[START Provided text]

Millions of protesters took to the streets of Hong Kong to promote democracy in 2019. The world looked on, astonished and impressed. Now, it looks on in despair: Beijing has imposed a hard-line national security law on the city, bypassing both public consultation and the local legislative process to go after protesters accused of “colluding with foreign forces,” advocating “separatism,” or merely damaging the city’s “premises and facilities.” A struggle for public order has been redefined as a national security crackdown.

China’s “one country, two systems” model—initiated with Hong Kong’s handover in 1997—sought to return the freewheeling city to Chinese sovereignty without destroying the basic freedoms on which it was grounded. Hong Kong was to continue to adhere to its own rule of law, rather than to the version applied in the mainland, where the law is a tool for forcing compliance with Communist Party dictates.

Twenty-three years after the handover, China has abandoned its promise of a separate system for Hong Kong. The city has done its part, serving China as one of the world’s leading centers of finance, culture, and education. But China never fully carried out its commitment to the democratic reform needed to sustain Hong Kong’s wavering autonomy. Now, it has brought Hong Kong fully under the national security state governed from Beijing.

[END Provided text]

**Written exercise**
Print the Hong Kong text word for word from "Twenty-three years after" to "governed from Beijing.".

[START Data rows]

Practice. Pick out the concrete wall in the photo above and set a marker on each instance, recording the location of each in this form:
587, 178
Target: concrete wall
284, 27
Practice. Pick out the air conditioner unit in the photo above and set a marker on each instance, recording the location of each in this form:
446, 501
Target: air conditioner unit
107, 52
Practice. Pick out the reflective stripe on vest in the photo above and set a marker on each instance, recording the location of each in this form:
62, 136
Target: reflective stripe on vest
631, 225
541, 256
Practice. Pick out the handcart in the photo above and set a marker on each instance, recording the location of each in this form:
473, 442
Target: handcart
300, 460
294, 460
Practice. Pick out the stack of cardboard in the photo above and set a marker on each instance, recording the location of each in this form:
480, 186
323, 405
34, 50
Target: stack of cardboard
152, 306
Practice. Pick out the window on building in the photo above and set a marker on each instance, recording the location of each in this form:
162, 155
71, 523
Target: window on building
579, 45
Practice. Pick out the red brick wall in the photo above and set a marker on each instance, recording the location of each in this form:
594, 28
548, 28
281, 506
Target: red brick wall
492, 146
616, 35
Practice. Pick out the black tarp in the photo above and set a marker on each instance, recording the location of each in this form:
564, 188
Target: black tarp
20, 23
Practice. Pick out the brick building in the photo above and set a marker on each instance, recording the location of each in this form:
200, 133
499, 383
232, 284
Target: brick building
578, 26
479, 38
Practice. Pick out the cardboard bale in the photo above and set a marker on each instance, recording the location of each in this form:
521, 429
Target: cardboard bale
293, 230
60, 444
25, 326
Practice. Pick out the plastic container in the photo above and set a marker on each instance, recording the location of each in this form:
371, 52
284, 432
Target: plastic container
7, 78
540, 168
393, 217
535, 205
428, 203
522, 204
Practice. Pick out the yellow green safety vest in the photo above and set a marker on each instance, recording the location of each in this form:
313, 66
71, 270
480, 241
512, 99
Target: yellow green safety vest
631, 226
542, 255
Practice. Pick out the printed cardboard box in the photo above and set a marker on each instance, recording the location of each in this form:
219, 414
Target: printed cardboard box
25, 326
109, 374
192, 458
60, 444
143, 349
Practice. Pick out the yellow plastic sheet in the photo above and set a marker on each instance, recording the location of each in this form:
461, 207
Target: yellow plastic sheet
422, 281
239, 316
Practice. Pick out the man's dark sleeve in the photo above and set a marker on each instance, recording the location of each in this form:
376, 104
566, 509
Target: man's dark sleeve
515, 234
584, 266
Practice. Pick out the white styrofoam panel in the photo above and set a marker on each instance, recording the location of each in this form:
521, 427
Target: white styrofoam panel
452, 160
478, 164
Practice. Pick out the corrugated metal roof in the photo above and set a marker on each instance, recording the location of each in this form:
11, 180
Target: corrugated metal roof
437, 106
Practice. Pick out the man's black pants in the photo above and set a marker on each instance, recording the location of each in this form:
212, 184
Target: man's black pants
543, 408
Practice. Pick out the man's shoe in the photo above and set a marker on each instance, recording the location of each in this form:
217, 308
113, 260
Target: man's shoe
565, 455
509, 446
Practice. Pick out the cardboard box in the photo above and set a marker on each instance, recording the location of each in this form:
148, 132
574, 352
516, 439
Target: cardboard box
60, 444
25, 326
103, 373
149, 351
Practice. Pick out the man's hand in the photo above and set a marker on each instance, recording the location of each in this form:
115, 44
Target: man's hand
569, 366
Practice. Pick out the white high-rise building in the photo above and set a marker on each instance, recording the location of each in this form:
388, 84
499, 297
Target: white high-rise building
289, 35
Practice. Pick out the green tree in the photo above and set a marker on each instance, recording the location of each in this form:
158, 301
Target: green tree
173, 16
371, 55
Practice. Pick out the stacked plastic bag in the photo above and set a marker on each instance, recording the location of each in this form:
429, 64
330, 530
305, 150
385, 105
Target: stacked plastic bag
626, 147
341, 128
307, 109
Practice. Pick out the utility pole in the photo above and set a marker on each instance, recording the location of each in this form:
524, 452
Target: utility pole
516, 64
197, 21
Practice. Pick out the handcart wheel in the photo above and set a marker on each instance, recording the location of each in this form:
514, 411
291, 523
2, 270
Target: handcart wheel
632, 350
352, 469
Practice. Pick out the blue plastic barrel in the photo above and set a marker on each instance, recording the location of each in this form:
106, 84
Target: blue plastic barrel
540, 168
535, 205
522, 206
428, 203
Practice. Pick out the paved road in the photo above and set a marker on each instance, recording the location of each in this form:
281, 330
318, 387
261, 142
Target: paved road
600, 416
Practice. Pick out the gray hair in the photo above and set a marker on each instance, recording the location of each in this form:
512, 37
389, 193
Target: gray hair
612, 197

[END Data rows]

**Output of the exercise**
Twenty-three years after the handover, China has abandoned its promise of a separate system for Hong Kong. The city has done its part, serving China as one of the world’s leading centers of finance, culture, and education. But China never fully carried out its commitment to the democratic reform needed to sustain Hong Kong’s wavering autonomy. Now, it has brought Hong Kong fully under the national security state governed from Beijing.